Given instruction - Copy out the entries from the line containing "Can you find the corner" through the last entry, inclusive, keeping the requests, and add -127 to every coordinate value in the answers.

Dataset entries on where objects appear:
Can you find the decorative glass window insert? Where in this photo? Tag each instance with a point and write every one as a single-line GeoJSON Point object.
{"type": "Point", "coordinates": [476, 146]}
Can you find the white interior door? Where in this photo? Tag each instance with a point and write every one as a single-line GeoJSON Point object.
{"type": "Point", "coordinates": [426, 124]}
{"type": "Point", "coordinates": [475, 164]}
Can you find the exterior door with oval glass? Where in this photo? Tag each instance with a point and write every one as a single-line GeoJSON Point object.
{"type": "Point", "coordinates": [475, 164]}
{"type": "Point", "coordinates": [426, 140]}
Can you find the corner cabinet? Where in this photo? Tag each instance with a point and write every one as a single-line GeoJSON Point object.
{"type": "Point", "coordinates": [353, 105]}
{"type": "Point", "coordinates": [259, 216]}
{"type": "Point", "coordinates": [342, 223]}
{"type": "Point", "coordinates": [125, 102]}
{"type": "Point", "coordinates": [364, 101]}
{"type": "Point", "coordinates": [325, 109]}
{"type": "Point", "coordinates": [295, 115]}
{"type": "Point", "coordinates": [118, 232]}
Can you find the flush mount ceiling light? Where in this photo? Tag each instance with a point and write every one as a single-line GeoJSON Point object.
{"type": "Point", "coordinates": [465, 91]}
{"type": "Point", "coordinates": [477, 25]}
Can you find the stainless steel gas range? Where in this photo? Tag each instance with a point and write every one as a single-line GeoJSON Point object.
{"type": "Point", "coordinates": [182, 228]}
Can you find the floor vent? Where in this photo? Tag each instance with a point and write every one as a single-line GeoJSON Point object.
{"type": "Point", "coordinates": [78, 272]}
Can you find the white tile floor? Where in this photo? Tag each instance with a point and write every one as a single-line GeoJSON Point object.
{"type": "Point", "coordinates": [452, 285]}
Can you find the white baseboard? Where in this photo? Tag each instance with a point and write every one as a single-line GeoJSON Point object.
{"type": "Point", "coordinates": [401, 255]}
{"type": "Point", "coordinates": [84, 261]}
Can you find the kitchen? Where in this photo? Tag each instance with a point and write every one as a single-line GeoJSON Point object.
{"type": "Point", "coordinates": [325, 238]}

Full output -
Can you find the corner cabinet? Where in this photo? Tag each instance with a point and write every one as a single-line GeoJSON Point object.
{"type": "Point", "coordinates": [226, -22]}
{"type": "Point", "coordinates": [132, 89]}
{"type": "Point", "coordinates": [215, 96]}
{"type": "Point", "coordinates": [-2, -25]}
{"type": "Point", "coordinates": [237, -26]}
{"type": "Point", "coordinates": [198, -18]}
{"type": "Point", "coordinates": [168, -12]}
{"type": "Point", "coordinates": [-9, 105]}
Can you find the flush mount ceiling light? Where in this photo? Tag each instance with a point and write every one as a single-line GeoJSON Point object.
{"type": "Point", "coordinates": [338, -36]}
{"type": "Point", "coordinates": [350, -102]}
Can you find the stainless steel gas range? Where in this photo? Tag each instance with a point and write every one as a single-line GeoJSON Point object.
{"type": "Point", "coordinates": [55, 101]}
Can you find the floor vent? Where in this photo? Tag each instance with a point and write every one as a single-line GeoJSON Point object.
{"type": "Point", "coordinates": [-49, 145]}
Can you find the white tile floor? Where in this photo? Tag each instance with a point and write every one as a single-line GeoJSON Point object.
{"type": "Point", "coordinates": [325, 158]}
Can you find the white baseboard? Where in this photo? Tag each instance with a point and write every one as a single-line GeoJSON Point object.
{"type": "Point", "coordinates": [274, 128]}
{"type": "Point", "coordinates": [-43, 134]}
Can you find the kitchen? Where in this photo? Tag each instance with a point and write every one as a single-line GeoJSON Point object.
{"type": "Point", "coordinates": [198, 111]}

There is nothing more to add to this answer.